◆ DATA TO PROCESS
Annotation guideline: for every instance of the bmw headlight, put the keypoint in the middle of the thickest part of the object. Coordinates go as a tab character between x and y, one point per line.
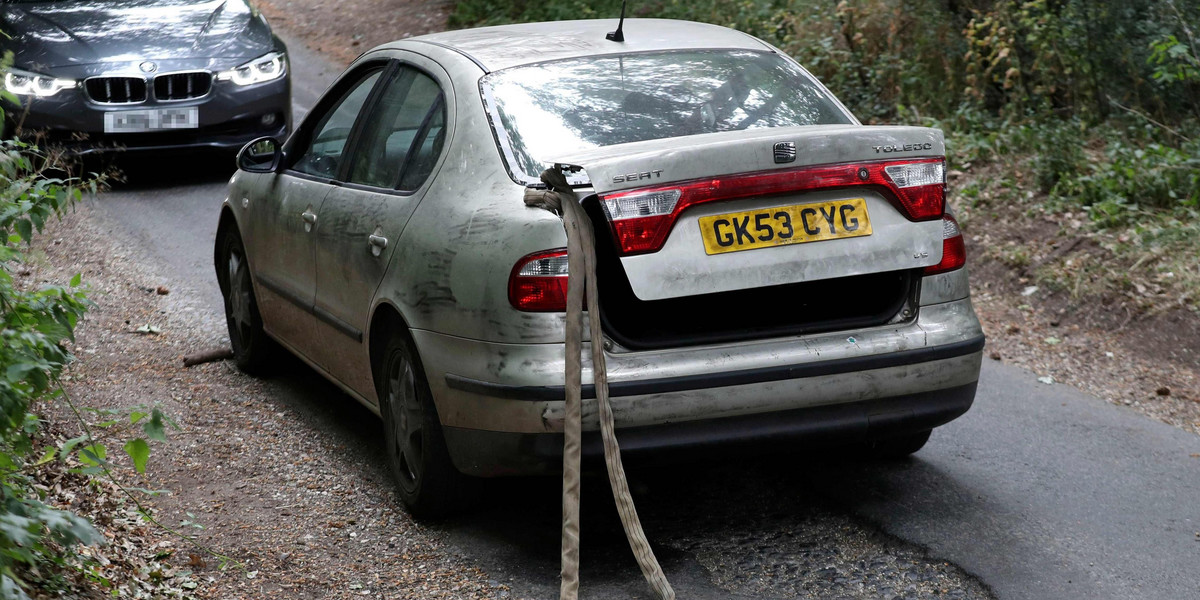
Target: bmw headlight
263	69
24	83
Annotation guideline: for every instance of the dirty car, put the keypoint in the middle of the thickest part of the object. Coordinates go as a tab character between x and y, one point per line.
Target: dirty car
771	270
139	75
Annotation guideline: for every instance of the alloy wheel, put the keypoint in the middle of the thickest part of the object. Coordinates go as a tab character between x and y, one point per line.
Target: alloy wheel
406	423
239	297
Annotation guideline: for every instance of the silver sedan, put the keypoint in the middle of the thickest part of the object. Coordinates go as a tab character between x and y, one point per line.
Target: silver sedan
771	270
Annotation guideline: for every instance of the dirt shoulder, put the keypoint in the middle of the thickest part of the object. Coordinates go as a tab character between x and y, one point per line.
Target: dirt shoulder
291	492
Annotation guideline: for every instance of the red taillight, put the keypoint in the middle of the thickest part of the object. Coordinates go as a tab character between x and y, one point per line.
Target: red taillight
538	282
642	219
954	251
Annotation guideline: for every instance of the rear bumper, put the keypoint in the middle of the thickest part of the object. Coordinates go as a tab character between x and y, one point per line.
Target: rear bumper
493	454
502	405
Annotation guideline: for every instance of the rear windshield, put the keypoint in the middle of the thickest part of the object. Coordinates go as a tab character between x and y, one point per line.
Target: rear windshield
545	112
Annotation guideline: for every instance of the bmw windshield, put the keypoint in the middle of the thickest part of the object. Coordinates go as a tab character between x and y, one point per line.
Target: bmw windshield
552	109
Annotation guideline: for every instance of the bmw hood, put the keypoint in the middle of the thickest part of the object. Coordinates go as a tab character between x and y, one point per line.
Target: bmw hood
60	34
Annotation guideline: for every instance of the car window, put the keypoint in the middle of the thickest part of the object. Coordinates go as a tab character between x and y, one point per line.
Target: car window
420	165
547	111
327	144
401	132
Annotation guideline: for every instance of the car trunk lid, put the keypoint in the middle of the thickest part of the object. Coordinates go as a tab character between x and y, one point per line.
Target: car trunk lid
737	210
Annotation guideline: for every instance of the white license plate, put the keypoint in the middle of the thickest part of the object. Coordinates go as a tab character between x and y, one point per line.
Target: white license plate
154	119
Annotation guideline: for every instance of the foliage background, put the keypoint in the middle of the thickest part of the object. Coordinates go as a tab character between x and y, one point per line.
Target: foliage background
1049	106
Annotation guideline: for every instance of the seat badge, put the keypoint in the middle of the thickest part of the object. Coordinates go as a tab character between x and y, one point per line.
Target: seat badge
785	151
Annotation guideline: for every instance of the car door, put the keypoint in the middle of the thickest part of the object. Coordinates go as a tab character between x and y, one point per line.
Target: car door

◆ ASSIGNMENT
Could you copy the listing exactly, leaving out any pictures?

◆ RESULT OF THE EXERCISE
Annotation guideline: for every instance of the bmw headlight, put the keypoint in the middle of the thickest part of the object. Coordinates go as a tab character between x and y, one point per line.
Target: bmw headlight
263	69
24	83
Annotation guideline: for every instance of the dirty car, put the keypoint in the middle of the thickest part of the object. Coordinates go as a tab character between x and y, one point per line.
Target: dirty car
771	270
139	75
Annotation guideline: for every instance of the alloy wheel, put the keypoint in the middle of the thickest part of the object. Coordinates go as a tab character between x and y, one point per line.
Target: alloy wheel
406	423
239	297
Annotation guideline: for every instance of the silver sedan, put the keypoint in the middle of the thickest part of the object. Coordinates go as a tab character between x and y, one point per line.
Target: silver sedan
771	270
Annotation guideline: for every instance of the dirt shoulder, put the keypoint in the middle of the thickest part of the object. Coordinates go as a tab character between x and y, one point per line.
Target: dirt shoulder
291	492
Annotation guideline: for every instance of the red taillight, put the keypoint in the middle of the thickest part of the object. Coordinates go as a tab character between x and y, one point per line.
Target: red taillight
538	282
642	219
954	251
Annotation guideline: for every instance of the rear bumper, put the keypoint in the middle of the thickest part of the object. Coordinates go as a tab character between x and y, one point per line.
Target: rear bumper
493	454
502	405
Annotation guideline: for every instance of the rear windshield, put the keypoint in the middle of the thickest part of the object. Coordinates go as a tab character between x and y, one point per line.
Target: rear windshield
545	112
Annotation guideline: for every instance of the bmw windshield, put the keypoint in the middle of the thickest part of the object. Coordinates go as a tab character between x and y, one point per line.
Target: bmw windshield
552	109
Annotation guideline: for every instance of the bmw hood, put the keypoint in the middle of the thickest part of the object. Coordinates go as a tab character between x and y, one point per line.
Target: bmw hood
60	34
Annotation guideline: for every instance of the car window, put the keypoint in the middle of the thickest part of the object. Coordinates go as a tab character between x and y, one point per line.
Target: car window
420	165
547	111
327	144
401	132
Annotation guideline: for every instance of the car trunk lid, put the keypoint in the middle of the thickest part of the object. Coordinates go as a tab character between x and y, one point per line.
Target: car trunk lid
737	210
Annotation guideline: for every instance of the white license plate, put the keypoint in the middle of the thickest part of the object. Coordinates go as a tab character between x and y, one point per line.
Target: white license plate
154	119
Annotation guideline: for every instance of the foliage background, put the keypoint in the middle of the thickest part of the object. Coordinates go as a tab character between x and y, one point per line.
Target: foliage background
1049	106
Annotation guideline: for every instance of the seat badge, put the keypoint in the middle of the thickest part of the object. Coordinates go as a tab character between x and y, one point per line.
Target: seat badge
785	151
Annotation guideline: for every instance of the car door, put the keypoint in the middle of the thickest part of the object. Coordinates go as a tab character between x and y, one point per line.
Target: car door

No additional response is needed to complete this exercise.